▶ **Exercise description**
Copy word for word every line of the listing from the one containing "Given the above image, your assignment is to detect silver" down to the one containing "[759,644,854,717]", including both of those lines.

▶ **Listed entries**
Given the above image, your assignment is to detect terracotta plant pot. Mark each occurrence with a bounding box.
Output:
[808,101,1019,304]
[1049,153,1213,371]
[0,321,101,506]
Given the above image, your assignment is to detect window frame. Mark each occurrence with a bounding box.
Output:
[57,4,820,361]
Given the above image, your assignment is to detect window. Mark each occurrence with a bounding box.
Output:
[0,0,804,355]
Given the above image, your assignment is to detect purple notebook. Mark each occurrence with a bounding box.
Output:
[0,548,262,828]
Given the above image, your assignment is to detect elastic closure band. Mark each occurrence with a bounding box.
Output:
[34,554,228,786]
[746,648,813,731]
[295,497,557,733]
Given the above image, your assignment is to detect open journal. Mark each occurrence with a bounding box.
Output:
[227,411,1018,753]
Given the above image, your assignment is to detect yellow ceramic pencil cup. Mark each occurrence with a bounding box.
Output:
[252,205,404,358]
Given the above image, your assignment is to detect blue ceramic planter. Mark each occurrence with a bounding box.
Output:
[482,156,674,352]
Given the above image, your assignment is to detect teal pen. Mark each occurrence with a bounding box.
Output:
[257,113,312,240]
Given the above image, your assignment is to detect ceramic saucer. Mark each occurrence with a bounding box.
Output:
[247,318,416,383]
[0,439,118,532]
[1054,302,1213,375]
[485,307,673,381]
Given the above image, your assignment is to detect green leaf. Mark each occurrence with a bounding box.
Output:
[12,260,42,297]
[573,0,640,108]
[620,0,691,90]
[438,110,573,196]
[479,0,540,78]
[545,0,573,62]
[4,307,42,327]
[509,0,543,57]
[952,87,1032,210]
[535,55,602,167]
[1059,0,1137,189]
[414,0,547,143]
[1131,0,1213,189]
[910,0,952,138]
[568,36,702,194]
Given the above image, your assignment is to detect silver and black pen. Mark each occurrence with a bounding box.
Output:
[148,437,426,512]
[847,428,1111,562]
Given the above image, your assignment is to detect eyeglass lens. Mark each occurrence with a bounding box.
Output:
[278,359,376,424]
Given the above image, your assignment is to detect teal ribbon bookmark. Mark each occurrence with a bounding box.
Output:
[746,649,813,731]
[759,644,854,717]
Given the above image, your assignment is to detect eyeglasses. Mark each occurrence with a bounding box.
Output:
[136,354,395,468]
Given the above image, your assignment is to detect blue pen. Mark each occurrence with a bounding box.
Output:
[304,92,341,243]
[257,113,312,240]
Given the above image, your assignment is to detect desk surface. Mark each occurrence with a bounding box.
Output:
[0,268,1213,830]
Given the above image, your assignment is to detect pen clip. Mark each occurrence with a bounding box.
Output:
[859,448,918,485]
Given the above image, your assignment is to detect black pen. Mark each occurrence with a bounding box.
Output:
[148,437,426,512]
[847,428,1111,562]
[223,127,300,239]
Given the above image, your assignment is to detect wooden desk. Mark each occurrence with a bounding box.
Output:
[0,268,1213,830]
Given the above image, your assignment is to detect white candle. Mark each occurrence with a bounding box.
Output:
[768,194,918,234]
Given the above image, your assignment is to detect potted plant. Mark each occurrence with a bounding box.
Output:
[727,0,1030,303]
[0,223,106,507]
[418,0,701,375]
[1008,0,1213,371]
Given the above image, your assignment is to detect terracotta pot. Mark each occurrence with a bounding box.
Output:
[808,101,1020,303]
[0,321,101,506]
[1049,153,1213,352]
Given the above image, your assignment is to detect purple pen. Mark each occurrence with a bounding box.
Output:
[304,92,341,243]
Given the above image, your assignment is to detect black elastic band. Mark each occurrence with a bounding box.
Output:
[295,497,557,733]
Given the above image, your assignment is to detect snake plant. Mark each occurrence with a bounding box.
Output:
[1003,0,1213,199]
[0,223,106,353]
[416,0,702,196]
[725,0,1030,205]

▶ **Solution to this exercise**
Given the above image, your assignment is to detect silver and black pen. Mark each occurrence with a bounding box.
Output:
[148,437,426,512]
[847,428,1111,562]
Given the above image, your assignment is to detect eyeglass lens. Mark each occurrence with a bounding box.
Output:
[278,359,376,424]
Given the above image, your assignment is to detect teal ribbon bookmark. Mark each occurrence with a bounding box.
Output:
[746,649,813,731]
[759,644,854,717]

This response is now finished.